**What to do**:
All of the entries are to be repeated exactly, with no pictures included.

(Data shown begins)

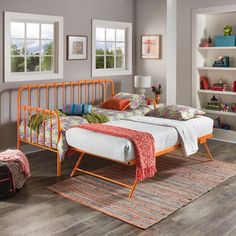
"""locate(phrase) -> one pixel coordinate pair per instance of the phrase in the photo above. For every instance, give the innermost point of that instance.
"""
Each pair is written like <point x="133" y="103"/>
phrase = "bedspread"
<point x="69" y="122"/>
<point x="186" y="131"/>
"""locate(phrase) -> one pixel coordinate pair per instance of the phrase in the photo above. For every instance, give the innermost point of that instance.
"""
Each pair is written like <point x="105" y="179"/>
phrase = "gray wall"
<point x="184" y="41"/>
<point x="151" y="19"/>
<point x="77" y="21"/>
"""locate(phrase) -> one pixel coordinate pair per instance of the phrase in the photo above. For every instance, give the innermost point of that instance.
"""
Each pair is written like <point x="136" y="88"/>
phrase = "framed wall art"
<point x="77" y="47"/>
<point x="151" y="46"/>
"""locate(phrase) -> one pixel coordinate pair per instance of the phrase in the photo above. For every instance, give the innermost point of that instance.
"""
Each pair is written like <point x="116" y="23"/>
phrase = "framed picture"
<point x="151" y="46"/>
<point x="77" y="47"/>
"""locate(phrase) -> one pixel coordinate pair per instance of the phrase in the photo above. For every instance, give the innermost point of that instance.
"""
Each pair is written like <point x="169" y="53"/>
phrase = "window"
<point x="111" y="48"/>
<point x="33" y="47"/>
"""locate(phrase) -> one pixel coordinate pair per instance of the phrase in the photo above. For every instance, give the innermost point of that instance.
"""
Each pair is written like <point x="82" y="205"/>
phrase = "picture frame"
<point x="151" y="46"/>
<point x="77" y="47"/>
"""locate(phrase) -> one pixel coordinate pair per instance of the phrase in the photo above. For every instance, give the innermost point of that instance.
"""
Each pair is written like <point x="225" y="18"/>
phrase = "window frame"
<point x="57" y="73"/>
<point x="127" y="70"/>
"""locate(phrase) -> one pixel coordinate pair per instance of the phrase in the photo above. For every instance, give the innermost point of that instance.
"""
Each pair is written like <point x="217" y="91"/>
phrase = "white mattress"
<point x="122" y="149"/>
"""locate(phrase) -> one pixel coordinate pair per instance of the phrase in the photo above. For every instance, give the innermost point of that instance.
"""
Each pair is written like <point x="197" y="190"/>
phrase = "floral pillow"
<point x="136" y="100"/>
<point x="176" y="112"/>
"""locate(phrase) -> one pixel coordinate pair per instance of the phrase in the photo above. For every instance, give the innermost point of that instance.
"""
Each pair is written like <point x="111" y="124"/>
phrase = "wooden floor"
<point x="37" y="211"/>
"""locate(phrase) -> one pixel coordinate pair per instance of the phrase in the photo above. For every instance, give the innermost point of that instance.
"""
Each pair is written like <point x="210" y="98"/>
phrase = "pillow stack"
<point x="77" y="109"/>
<point x="136" y="100"/>
<point x="116" y="104"/>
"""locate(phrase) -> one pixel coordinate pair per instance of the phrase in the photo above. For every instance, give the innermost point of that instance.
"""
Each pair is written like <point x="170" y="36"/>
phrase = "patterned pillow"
<point x="77" y="109"/>
<point x="116" y="104"/>
<point x="176" y="112"/>
<point x="136" y="100"/>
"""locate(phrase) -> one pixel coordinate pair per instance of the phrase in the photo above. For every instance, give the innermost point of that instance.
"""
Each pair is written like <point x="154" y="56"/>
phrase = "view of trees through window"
<point x="32" y="47"/>
<point x="110" y="48"/>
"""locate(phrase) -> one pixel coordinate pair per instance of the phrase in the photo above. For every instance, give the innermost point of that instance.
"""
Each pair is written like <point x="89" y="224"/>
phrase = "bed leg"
<point x="133" y="189"/>
<point x="77" y="164"/>
<point x="58" y="165"/>
<point x="210" y="158"/>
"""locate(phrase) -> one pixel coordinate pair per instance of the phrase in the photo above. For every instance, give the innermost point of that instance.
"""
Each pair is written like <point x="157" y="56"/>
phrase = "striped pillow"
<point x="77" y="109"/>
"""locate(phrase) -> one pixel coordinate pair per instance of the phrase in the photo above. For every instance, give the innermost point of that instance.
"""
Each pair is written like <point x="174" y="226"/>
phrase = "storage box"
<point x="225" y="41"/>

(Data shown ends)

**Exercise response**:
"""locate(phrase) -> one pixel coordinate pair per instance of the phrase in the photo above. For every instance, give the innermost point of that instance.
"""
Each pair is written like <point x="133" y="103"/>
phrase = "bedspread"
<point x="69" y="122"/>
<point x="186" y="131"/>
"""locate(phrase) -> one pixel coordinate pair per instance of the phrase in the photo above. For every instance, give the innermost point of that instance.
"""
Each pair is written like <point x="105" y="179"/>
phrase = "gray wall"
<point x="184" y="41"/>
<point x="151" y="19"/>
<point x="77" y="21"/>
"""locate(phrase) -> one pixel coordinate pair per instance of the phrase in the photo above. For every instance, give the innermost point of that instance.
"""
Each pair is written like <point x="136" y="88"/>
phrase = "framed wall art"
<point x="77" y="47"/>
<point x="151" y="46"/>
"""locate(phrase) -> one pixel coordinate pair per instance of the phrase in the photo above. For every instance, give the innermost point of that instance.
"""
Each pair is written like <point x="116" y="23"/>
phrase = "framed picture"
<point x="151" y="46"/>
<point x="77" y="47"/>
"""locate(phrase) -> one pixel coordinate pair per instance of the phrase in the photo above. For every instance, give the innermost point of that instance.
"""
Each pair is written like <point x="169" y="53"/>
phrase = "window"
<point x="111" y="48"/>
<point x="33" y="47"/>
"""locate(phrase) -> one pixel coordinate pair per instance of the phrase in the photo above. For every instance, give the innermost point of that instance.
"""
Each pair is written like <point x="82" y="205"/>
phrase = "picture frame"
<point x="151" y="46"/>
<point x="77" y="47"/>
"""locate(phrase) -> one pixel coordinate pair per instance of the phrase in the photo above. For every instance, give the innermost point of that instance.
"""
Each pair is written like <point x="225" y="18"/>
phrase = "window frame"
<point x="57" y="73"/>
<point x="127" y="70"/>
"""locate(phrase) -> one pixel coordinate pair per instance of the phrase in the photo above. For every instance, give the innermost point of that instance.
"""
Each pair is written like <point x="217" y="91"/>
phrase = "white mattress"
<point x="122" y="149"/>
"""locate(phrase) -> one pixel coordinate pair per instance of the phrase in the photo above. For every instance, give the innermost point of that instance.
"""
Each pair is written like <point x="197" y="190"/>
phrase = "floral pillow"
<point x="136" y="100"/>
<point x="176" y="112"/>
"""locate(phrase) -> one pixel coordinate pair per instance of the phrase in the photo above. For every instance, give the innermost point of that instance.
"""
Each pair is written like <point x="111" y="124"/>
phrase = "wooden floor"
<point x="37" y="211"/>
"""locate(phrase) -> one pixel coordinate pair per instance of the phrase in the photo above. For every instance, give the innermost point of that instance.
"""
Each pair is written like <point x="210" y="98"/>
phrase = "pillow stack"
<point x="77" y="109"/>
<point x="136" y="100"/>
<point x="116" y="104"/>
"""locate(phrase) -> one pixel coordinate pair per instance of the phrase in the photo above. For every instance, give the innermost point of that instance.
"""
Each pair is written like <point x="170" y="36"/>
phrase = "patterned pillow"
<point x="77" y="109"/>
<point x="116" y="104"/>
<point x="176" y="112"/>
<point x="136" y="100"/>
"""locate(phrase) -> one pixel coordinate pair per instance of the phrase in the photo above. For every instance, give the innermost point of that instance.
"""
Each pair is written like <point x="154" y="56"/>
phrase = "view of trees through window"
<point x="32" y="47"/>
<point x="110" y="48"/>
"""locate(phrase) -> one pixel coordinate pair per instance of the phrase in the photo above. For every instance, give the innermost point of that instance.
"""
Each pair is written like <point x="89" y="224"/>
phrase = "bed leg"
<point x="133" y="189"/>
<point x="77" y="164"/>
<point x="58" y="165"/>
<point x="210" y="158"/>
"""locate(phrase) -> one pixel coordinate pair per instance of the phrase in the photo above. For every instance, give the innermost point of that instance.
"""
Each pair is written like <point x="157" y="56"/>
phrase = "striped pillow"
<point x="77" y="109"/>
"""locate(phrase) -> one pixel coordinate pair per instance of the phrase in the photo above. For every instance, give the innermost point of that instance.
"""
Each pair is written like <point x="174" y="226"/>
phrase = "storage box"
<point x="225" y="41"/>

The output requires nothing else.